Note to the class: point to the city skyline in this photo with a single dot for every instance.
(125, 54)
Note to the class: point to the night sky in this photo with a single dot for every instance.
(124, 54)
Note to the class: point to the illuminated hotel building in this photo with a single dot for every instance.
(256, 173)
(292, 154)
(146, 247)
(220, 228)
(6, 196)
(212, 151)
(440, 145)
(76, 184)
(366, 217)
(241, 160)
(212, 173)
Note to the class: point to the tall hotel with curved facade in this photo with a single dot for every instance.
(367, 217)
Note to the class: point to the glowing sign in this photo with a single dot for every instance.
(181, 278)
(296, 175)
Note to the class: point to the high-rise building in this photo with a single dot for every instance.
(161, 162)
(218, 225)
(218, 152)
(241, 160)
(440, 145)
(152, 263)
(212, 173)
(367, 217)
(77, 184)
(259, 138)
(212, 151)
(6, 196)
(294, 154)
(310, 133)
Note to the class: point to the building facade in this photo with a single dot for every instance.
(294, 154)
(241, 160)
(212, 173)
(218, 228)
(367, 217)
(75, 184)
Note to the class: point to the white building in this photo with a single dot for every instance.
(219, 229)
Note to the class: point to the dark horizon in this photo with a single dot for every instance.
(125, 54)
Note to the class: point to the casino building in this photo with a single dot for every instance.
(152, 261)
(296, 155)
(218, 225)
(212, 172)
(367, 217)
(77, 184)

---

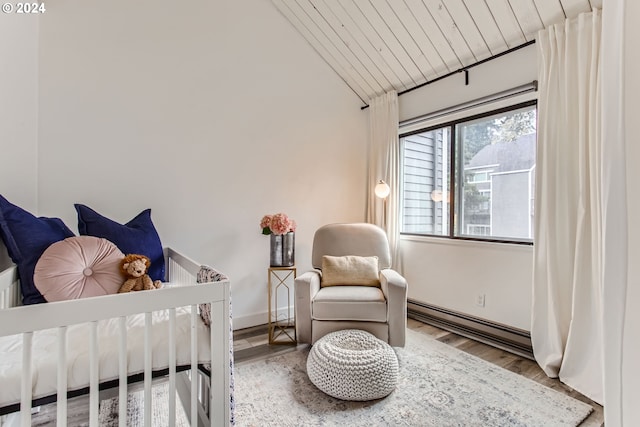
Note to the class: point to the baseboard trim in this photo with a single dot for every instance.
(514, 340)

● Request:
Find every line above that contains the string "facade", matching case exactly, and copy each of those lines.

● Answer to this exercise:
Note to the class: point to the tall hotel with curved facade in this photo with a single dot for every instance.
Note to the class: point to the building facade in this photo with a single dot for every instance.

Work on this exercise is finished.